§ **課題**:
- a) 葉佐井さんの回想から、人が浴びる原因として挙げられている放射線や放射性物質の呼び名をすべて書き出せ。
- b) 葉佐井さんの回想を、最後の文に続けて書き進めよ。

§ **提示文**:
======
『生きて』 核物理学者 葉佐井博巳さん(1931年~) <15> 顧みて
15年12月3日
戦争なき世界つくろう
物質とは何なのか。原子核研究に長い間熱中しました。ただ、実験は徹夜続き、左肺がない50代になると体にこたえた。最新の研究は素粒子や今話題のニュートリノ実験に入っていました。原爆放射線量の測定や推定方式の検証に移ったのは、本来の研究からすれば離脱です。しかし、科学者の社会的責任を強く考えるようになりました。
広島の試料から追究した「DS02」は、被爆者が受けた放射線量をより正確に推計する。だからといって死者は生き返りません。生存者の後障害調査に生かされ、国際的な放射線防護の評価に反映されても、体は元に戻るわけではない。
初期放射線を1キロ以内で浴びて健在の人がいれば、1日で1000分の1に減衰した誘導放射線で亡くなった入市被爆者がいます。人体への影響は、低線量や内部被(ひ)曝(ばく)の問題を含め残念ながら解明されていません。放射性降下物が広範囲に飛び散った福島第1原発事故の被害者についても、一人一人に添った正確な調査が求められています。
原爆を開発したロバート・オッペンハイマーは、造るべきではなかったと後に言い、水爆には反対した。結果は殺りくと破壊だったからです。そして70年たっても原爆症は続いている。科学者の責任は重いと思います。
======
[データのまとまり]
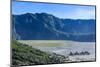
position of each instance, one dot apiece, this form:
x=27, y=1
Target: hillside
x=43, y=26
x=23, y=54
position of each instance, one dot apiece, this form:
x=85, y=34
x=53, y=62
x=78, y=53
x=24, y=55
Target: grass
x=22, y=54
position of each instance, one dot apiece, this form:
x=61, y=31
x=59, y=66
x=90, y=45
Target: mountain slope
x=43, y=26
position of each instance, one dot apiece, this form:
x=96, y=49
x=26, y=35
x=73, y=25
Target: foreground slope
x=23, y=54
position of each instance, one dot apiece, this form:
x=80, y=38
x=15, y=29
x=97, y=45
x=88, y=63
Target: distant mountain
x=43, y=26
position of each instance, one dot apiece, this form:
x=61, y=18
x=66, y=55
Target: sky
x=67, y=11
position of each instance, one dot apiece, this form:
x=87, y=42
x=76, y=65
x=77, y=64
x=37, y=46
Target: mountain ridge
x=40, y=26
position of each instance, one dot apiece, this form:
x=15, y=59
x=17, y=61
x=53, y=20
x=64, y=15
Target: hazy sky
x=58, y=10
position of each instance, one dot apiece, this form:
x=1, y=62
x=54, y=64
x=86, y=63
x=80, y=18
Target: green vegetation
x=23, y=54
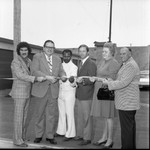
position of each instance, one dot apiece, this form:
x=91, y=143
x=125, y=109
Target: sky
x=70, y=23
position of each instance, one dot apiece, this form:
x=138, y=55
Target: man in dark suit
x=49, y=65
x=84, y=95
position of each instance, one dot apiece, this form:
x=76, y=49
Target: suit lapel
x=84, y=65
x=23, y=64
x=44, y=60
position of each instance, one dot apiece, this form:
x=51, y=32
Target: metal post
x=17, y=25
x=110, y=21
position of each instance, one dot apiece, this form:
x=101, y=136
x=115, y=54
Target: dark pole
x=17, y=25
x=110, y=21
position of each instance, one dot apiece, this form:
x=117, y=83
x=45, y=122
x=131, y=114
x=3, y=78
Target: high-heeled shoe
x=99, y=143
x=109, y=146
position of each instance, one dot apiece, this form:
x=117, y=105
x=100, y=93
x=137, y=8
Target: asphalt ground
x=6, y=127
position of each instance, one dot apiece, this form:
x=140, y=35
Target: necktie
x=50, y=64
x=80, y=65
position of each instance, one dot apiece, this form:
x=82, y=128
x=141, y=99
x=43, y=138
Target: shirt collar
x=48, y=57
x=83, y=61
x=128, y=60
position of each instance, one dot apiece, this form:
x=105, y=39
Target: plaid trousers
x=20, y=115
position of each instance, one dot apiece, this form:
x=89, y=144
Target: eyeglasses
x=49, y=47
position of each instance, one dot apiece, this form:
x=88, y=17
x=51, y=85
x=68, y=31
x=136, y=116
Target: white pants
x=66, y=121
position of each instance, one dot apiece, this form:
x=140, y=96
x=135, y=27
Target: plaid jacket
x=22, y=79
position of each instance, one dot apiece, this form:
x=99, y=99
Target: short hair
x=83, y=45
x=111, y=47
x=67, y=51
x=47, y=42
x=21, y=45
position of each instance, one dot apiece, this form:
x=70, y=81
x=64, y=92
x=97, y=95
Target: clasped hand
x=52, y=79
x=40, y=79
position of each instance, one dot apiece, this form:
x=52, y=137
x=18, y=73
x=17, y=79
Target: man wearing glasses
x=48, y=65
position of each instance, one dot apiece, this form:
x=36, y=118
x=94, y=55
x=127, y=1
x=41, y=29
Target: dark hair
x=111, y=47
x=83, y=45
x=21, y=45
x=67, y=51
x=129, y=49
x=47, y=42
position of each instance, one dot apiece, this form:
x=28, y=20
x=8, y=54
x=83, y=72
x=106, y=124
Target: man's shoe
x=52, y=141
x=77, y=138
x=58, y=135
x=99, y=143
x=37, y=140
x=109, y=146
x=67, y=139
x=85, y=142
x=22, y=145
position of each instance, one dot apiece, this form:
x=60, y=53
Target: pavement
x=6, y=127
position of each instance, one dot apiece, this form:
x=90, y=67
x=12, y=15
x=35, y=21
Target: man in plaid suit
x=20, y=92
x=49, y=65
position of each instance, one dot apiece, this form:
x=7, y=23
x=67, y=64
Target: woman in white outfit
x=66, y=99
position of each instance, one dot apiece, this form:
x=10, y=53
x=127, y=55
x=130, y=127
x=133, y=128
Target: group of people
x=63, y=84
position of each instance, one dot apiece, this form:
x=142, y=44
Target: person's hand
x=79, y=80
x=40, y=79
x=71, y=79
x=63, y=78
x=52, y=79
x=92, y=79
x=104, y=86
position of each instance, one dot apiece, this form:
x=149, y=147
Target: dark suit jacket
x=40, y=68
x=85, y=90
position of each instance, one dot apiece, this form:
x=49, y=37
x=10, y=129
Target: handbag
x=105, y=94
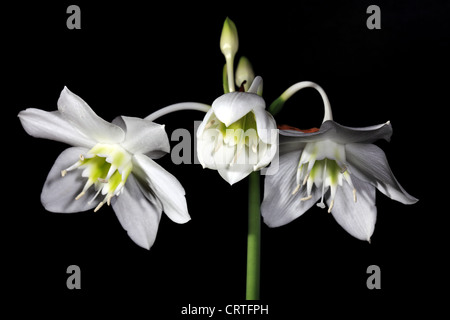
======
§ **課題の結果**:
- a) 初期放射線、誘導放射線、放射性降下物

- b)
私自身、若いころは競争心にも駆られた。休みの日は体を鍛えようとソフトボールに興じた。広大野球部長をした縁で広島六大学野球連盟理事長を10年余り務めました。息子2人の教育や家のことは妻の尚子に任せっ放し。反省するばかりです。しかし、ヒロシマに立ち返って研究してきたことや、若い人たちと取り組む継承活動には悔いはありません。
核兵器を持ち依存するのは戦争を前提にしているからです。勝ったとしても、殺りくと破壊は人間の逆行であり未来ではありません。私たちは戦争なき世界をつくる責任がある。被爆者として科学者の一人として最期まで果たしたいと思います。=おわり(この連載は編集委員・西本雅実が担当しました)
(2015年12月3日朝刊掲載)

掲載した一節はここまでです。